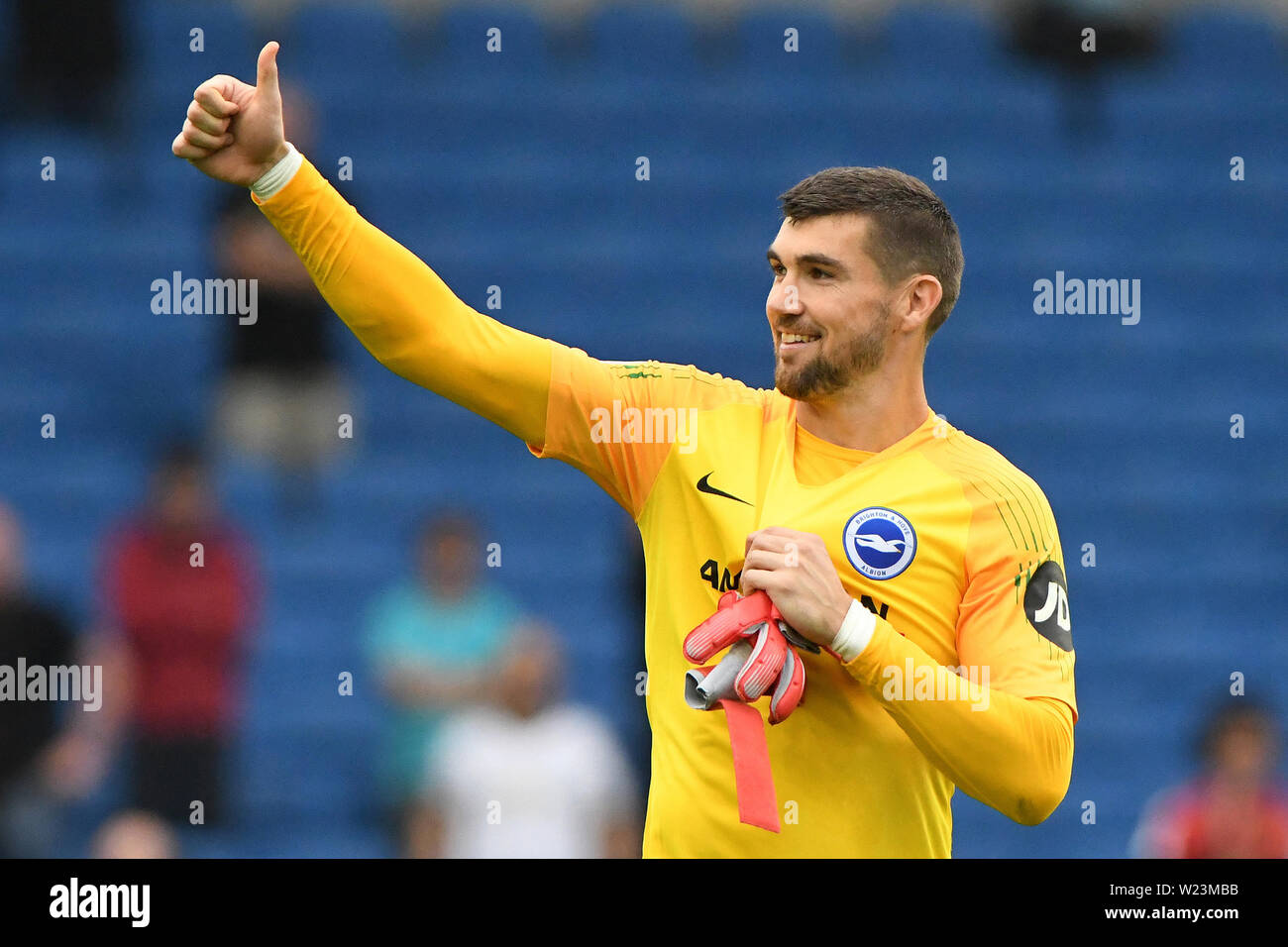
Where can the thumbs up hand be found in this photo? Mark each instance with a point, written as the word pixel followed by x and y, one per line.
pixel 233 131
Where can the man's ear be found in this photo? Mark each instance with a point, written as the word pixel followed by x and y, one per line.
pixel 921 295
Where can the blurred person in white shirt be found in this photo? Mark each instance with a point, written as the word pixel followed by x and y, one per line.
pixel 528 776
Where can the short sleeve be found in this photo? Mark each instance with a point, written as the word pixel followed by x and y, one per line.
pixel 618 421
pixel 1014 621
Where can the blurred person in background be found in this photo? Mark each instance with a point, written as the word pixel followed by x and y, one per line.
pixel 51 753
pixel 181 617
pixel 68 59
pixel 528 776
pixel 1051 33
pixel 1236 808
pixel 432 643
pixel 282 389
pixel 133 834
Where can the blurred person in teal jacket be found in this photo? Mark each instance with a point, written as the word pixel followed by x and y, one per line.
pixel 430 643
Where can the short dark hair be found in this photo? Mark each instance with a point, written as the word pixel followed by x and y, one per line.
pixel 912 231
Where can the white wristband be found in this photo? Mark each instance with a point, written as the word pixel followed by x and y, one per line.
pixel 855 631
pixel 278 175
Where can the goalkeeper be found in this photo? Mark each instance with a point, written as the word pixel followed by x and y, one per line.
pixel 925 566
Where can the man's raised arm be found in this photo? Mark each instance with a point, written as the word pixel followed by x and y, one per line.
pixel 400 311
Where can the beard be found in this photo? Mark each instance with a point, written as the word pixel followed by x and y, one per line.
pixel 827 373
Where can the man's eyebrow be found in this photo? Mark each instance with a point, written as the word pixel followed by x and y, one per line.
pixel 816 260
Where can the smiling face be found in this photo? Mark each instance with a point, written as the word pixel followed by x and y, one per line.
pixel 828 307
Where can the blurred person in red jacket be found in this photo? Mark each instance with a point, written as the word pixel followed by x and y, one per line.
pixel 180 592
pixel 1236 808
pixel 52 750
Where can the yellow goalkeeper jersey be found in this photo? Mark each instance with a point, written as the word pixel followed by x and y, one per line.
pixel 967 680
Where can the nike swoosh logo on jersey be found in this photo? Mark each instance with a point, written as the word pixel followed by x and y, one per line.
pixel 703 487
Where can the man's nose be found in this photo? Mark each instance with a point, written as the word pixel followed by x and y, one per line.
pixel 785 298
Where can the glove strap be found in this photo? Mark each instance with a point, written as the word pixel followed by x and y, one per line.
pixel 754 779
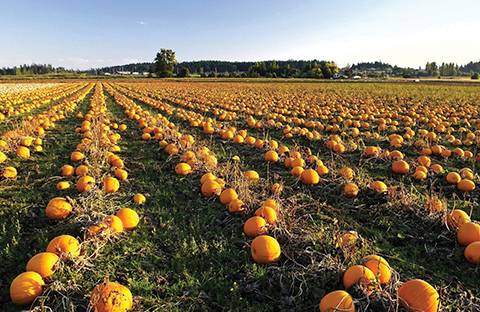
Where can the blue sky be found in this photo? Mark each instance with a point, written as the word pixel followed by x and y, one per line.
pixel 94 33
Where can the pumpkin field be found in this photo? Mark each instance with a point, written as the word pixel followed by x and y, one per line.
pixel 221 195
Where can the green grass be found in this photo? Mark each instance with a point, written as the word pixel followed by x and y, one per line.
pixel 189 254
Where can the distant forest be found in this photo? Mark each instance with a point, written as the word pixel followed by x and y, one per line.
pixel 270 69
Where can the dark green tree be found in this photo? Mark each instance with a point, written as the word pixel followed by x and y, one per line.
pixel 165 62
pixel 183 72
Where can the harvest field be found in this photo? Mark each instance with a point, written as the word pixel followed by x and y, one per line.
pixel 156 195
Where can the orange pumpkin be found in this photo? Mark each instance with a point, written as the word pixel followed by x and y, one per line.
pixel 468 233
pixel 359 275
pixel 418 295
pixel 58 208
pixel 111 297
pixel 337 301
pixel 379 266
pixel 255 226
pixel 26 287
pixel 43 263
pixel 64 245
pixel 472 253
pixel 265 249
pixel 129 218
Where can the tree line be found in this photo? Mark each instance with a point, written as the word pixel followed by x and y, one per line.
pixel 33 69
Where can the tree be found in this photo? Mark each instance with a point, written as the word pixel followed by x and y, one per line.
pixel 165 62
pixel 183 72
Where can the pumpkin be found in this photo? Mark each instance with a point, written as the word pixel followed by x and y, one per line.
pixel 337 301
pixel 347 239
pixel 268 213
pixel 81 170
pixel 350 190
pixel 277 188
pixel 64 245
pixel 23 152
pixel 236 205
pixel 468 233
pixel 310 177
pixel 139 199
pixel 58 208
pixel 400 166
pixel 457 218
pixel 251 175
pixel 85 184
pixel 207 176
pixel 228 195
pixel 114 223
pixel 77 156
pixel 271 156
pixel 183 169
pixel 378 186
pixel 110 184
pixel 63 185
pixel 129 218
pixel 210 188
pixel 472 252
pixel 436 168
pixel 453 178
pixel 255 226
pixel 466 185
pixel 3 157
pixel 380 268
pixel 43 263
pixel 435 204
pixel 111 297
pixel 265 249
pixel 121 174
pixel 9 172
pixel 297 171
pixel 359 275
pixel 26 287
pixel 418 295
pixel 270 203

Instructions to follow: Copy every item above word for word, leaving out the pictures.

Task result:
Where can the thumbs up hand be found in this photo? Mark each instance with a point, written as the word pixel followed by x and y, one per line.
pixel 233 131
Where can the man's ear be found in this photo? Mark each instance with a point, written as the word pixel followed by x and y, one per line.
pixel 921 295
Where can the blurred person in white shirt be found in this photo? Mark each instance with a point, written as the word pixel followed by x and y, one per line.
pixel 528 776
Where can the short sleeve be found in this photo? Mark each instance with a point, written as the word pixel followed by x and y, one per line.
pixel 618 421
pixel 1014 621
Where can the blurred person in background be found in this photo? Mark each instance with a point, written as the word pixel followed by x and y, one per line.
pixel 51 753
pixel 181 617
pixel 68 59
pixel 528 776
pixel 1051 33
pixel 1236 808
pixel 432 643
pixel 282 389
pixel 133 834
Where can the blurred person in teal jacket be found in this photo? Mark each instance with a point, written as the word pixel followed by x and y, one per line.
pixel 430 643
Where can the short dark hair be found in this photo? Mark each instance with a point, written as the word pixel followed by x and y, one per line.
pixel 912 231
Where can the white wristband be found in this photo? Mark each instance with a point, written as the word pixel followed by x and y, one per line.
pixel 855 631
pixel 278 175
Where can the goalkeeper be found in this photo? Mark each instance with a point, written as the word pixel followed by x and y, one per line.
pixel 925 566
Where can the man's raised arm be found in this photo? Mark each instance with a point, written as the word pixel followed by x and y, one per line.
pixel 400 311
Where can the beard be found in this photo? Mark each instance with a point, written as the word pixel followed by x and y, one per line.
pixel 827 373
Where can the man's eyebrow be found in this photo? Mark each instance with a point, written as the word pixel followed by x and y, one per line.
pixel 816 260
Where can the smiling face be found in this photo? Mark each instance with a point, written as the word pixel followed by x and y, one per line.
pixel 828 307
Where can the blurred person in red jacket be found in this photo? Mark each instance with a point, written as the word pixel followed by x and y, one per line.
pixel 180 592
pixel 1236 808
pixel 52 750
Where can the yellow goalkeeper jersey be found in this photo? Mark each instance with a point, written as the word pixel followed by x and y, one per line.
pixel 967 680
Where can the nike swoosh logo on jersey be found in this photo? Mark each instance with a point, written as the word pixel followed by x and y, one per line.
pixel 703 487
Where can the man's nose be found in this photo? Mark each instance with a point, written as the word pixel followed by x and y, one per line.
pixel 785 298
Where can the glove strap be found in this photo? Mark each instance with a point, written as the word pixel followed by x and y, one per line.
pixel 754 779
Where can the blue sky be found in this photo? Mark each instance with a point, written as the word pixel followed by x and y, one per line.
pixel 94 33
Where can the pumpkin field be found in this photo? Mark each instance with a point, written as the word pixel followed by x and y, one per line.
pixel 221 195
Where can the green grass be found in this photo? Mark each instance with a point, written as the word pixel followed by x and y, one per line.
pixel 189 254
Where can the distant forest be found in this photo? Mark each instance with a point, written as the word pixel followed by x and y, one per line.
pixel 270 69
Where can the dark green tree be found in this photo? Mark each instance with a point, written as the word pixel followed by x and y, one per line.
pixel 165 62
pixel 183 72
Where can the harvest field be found in this photo? Mark each instance with a point, written as the word pixel followed by x and y, one per line.
pixel 156 195
Where can the orange pumpkin be found in this photo? Mark each instance with a point, written as the word pixel followed by x and y, one per line.
pixel 468 233
pixel 359 275
pixel 418 295
pixel 58 208
pixel 111 297
pixel 337 301
pixel 379 266
pixel 255 226
pixel 26 287
pixel 43 263
pixel 64 245
pixel 472 253
pixel 265 249
pixel 129 218
Where can the tree line be found in this photo? Mark each instance with a point, written as the word pixel followed by x and y, one per line.
pixel 33 69
Where can the tree be found in this photo? Mark each instance with a point, written as the word pixel followed by x and y, one per line.
pixel 165 62
pixel 183 72
Where can the pumpkin be found in this photo? Mark each instance with a point, written as the word pixel followed by x and y, one per line.
pixel 337 301
pixel 347 239
pixel 268 213
pixel 81 170
pixel 350 190
pixel 277 188
pixel 64 245
pixel 23 152
pixel 236 205
pixel 468 233
pixel 310 177
pixel 139 199
pixel 58 208
pixel 400 166
pixel 457 218
pixel 251 175
pixel 85 184
pixel 207 176
pixel 228 195
pixel 114 223
pixel 77 156
pixel 271 156
pixel 183 169
pixel 378 186
pixel 110 184
pixel 63 185
pixel 129 218
pixel 210 188
pixel 472 252
pixel 436 168
pixel 453 178
pixel 255 226
pixel 466 185
pixel 3 157
pixel 380 268
pixel 43 263
pixel 435 204
pixel 111 297
pixel 265 249
pixel 121 174
pixel 9 172
pixel 297 171
pixel 359 275
pixel 26 287
pixel 418 295
pixel 270 203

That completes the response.